* begin Material shown *

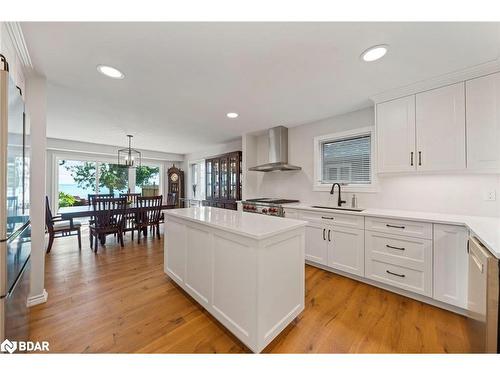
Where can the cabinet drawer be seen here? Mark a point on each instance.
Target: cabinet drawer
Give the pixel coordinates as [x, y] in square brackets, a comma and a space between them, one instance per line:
[415, 253]
[332, 218]
[402, 277]
[401, 227]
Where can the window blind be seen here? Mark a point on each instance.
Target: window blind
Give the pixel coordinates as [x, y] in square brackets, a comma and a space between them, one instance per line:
[346, 160]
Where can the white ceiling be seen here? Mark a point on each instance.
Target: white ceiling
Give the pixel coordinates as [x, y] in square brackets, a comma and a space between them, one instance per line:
[182, 78]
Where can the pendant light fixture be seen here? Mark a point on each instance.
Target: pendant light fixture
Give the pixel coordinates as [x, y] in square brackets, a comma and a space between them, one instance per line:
[129, 156]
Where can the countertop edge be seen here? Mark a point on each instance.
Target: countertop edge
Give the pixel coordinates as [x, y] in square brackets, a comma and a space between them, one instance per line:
[300, 224]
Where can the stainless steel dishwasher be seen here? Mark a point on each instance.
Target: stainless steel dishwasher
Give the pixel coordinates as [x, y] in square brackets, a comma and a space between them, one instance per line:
[483, 297]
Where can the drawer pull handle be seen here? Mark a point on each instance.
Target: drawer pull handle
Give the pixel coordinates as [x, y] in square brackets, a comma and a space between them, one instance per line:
[395, 247]
[395, 274]
[395, 226]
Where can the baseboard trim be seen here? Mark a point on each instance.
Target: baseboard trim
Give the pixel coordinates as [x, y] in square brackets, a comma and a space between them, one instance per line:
[38, 300]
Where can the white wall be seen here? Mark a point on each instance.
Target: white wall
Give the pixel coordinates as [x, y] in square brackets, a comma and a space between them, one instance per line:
[447, 193]
[36, 103]
[33, 87]
[214, 150]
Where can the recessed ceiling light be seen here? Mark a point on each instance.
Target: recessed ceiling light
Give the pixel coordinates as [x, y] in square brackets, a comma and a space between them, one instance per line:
[109, 71]
[374, 53]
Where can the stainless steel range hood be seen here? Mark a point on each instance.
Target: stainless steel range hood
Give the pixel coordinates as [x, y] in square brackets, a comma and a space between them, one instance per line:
[278, 152]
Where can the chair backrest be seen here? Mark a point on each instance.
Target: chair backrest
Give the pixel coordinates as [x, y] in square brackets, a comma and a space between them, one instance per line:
[92, 197]
[109, 212]
[12, 206]
[131, 197]
[48, 215]
[171, 198]
[150, 209]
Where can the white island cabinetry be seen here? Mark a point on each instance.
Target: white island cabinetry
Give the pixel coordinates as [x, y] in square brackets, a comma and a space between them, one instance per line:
[247, 270]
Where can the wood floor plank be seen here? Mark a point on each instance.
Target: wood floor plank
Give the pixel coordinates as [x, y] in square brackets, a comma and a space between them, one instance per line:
[120, 301]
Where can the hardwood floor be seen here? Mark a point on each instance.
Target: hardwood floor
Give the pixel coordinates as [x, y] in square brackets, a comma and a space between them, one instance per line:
[119, 300]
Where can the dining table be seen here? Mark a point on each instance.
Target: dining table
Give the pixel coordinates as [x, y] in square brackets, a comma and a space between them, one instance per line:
[75, 212]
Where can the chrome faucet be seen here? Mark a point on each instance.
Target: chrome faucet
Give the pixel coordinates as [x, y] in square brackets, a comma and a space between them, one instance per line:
[339, 201]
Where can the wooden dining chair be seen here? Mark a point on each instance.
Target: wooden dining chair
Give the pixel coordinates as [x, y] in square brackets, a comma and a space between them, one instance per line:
[108, 217]
[131, 197]
[60, 228]
[130, 217]
[149, 213]
[92, 197]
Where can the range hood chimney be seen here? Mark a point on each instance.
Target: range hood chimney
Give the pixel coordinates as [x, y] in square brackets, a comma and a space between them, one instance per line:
[278, 152]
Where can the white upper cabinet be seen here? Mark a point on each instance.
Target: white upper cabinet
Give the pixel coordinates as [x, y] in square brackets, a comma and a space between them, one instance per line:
[440, 129]
[396, 135]
[483, 123]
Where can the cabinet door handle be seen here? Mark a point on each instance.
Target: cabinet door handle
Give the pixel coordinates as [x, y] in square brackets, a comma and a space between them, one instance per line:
[395, 226]
[395, 274]
[395, 247]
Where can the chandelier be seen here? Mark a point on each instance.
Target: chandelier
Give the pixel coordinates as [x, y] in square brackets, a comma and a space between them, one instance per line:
[129, 156]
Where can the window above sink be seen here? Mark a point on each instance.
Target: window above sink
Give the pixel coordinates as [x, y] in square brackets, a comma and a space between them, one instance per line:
[347, 158]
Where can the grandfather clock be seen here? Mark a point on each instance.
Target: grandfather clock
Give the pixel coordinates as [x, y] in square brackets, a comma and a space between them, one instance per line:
[176, 184]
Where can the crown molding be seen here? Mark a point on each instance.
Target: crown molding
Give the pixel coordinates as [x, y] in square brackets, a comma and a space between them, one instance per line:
[475, 71]
[16, 35]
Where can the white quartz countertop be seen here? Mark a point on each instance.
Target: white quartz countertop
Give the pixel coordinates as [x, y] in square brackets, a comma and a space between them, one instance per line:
[486, 229]
[243, 223]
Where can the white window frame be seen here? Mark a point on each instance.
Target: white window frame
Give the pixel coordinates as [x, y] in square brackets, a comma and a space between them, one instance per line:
[66, 155]
[318, 185]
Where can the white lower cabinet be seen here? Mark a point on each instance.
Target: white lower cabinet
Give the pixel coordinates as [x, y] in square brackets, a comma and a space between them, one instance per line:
[404, 262]
[316, 244]
[450, 264]
[346, 250]
[336, 247]
[421, 257]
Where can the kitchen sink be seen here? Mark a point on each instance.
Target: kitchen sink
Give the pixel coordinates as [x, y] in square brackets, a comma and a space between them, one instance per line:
[340, 208]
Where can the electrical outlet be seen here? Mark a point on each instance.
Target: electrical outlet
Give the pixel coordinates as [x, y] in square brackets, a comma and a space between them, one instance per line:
[490, 195]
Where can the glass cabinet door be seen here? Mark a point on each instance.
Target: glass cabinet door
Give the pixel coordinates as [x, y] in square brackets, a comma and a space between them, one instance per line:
[216, 178]
[233, 176]
[224, 178]
[209, 186]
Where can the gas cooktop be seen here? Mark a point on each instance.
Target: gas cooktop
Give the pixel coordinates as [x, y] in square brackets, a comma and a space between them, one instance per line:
[272, 200]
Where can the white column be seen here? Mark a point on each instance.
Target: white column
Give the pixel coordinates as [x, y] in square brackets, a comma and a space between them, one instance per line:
[36, 108]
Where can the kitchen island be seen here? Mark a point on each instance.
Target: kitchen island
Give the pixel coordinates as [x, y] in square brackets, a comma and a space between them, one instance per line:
[246, 269]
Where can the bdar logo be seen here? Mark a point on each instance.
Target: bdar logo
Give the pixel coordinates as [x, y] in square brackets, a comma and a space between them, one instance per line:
[8, 346]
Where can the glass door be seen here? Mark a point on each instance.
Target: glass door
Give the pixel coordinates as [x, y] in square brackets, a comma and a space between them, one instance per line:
[224, 178]
[216, 178]
[233, 176]
[209, 186]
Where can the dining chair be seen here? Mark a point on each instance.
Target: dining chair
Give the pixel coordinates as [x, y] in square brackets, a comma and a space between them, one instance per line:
[149, 214]
[130, 217]
[108, 218]
[60, 228]
[12, 211]
[92, 197]
[131, 197]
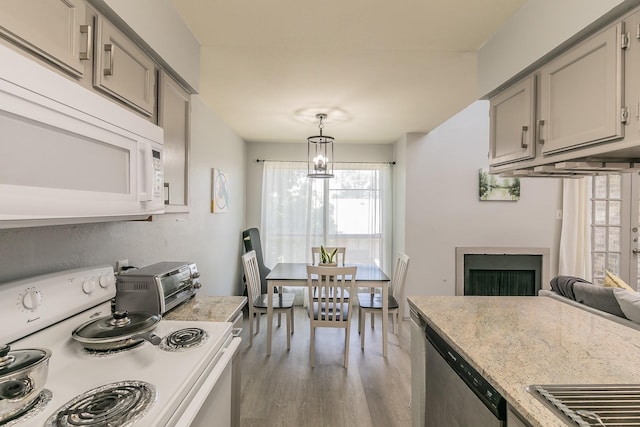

* end Material shown *

Your task: Extract every line of the material that contains the string "pendant".

Result of the task:
Where can the pendant light fixture be seen here? Mark a point on each instance.
Target: pendant light fixture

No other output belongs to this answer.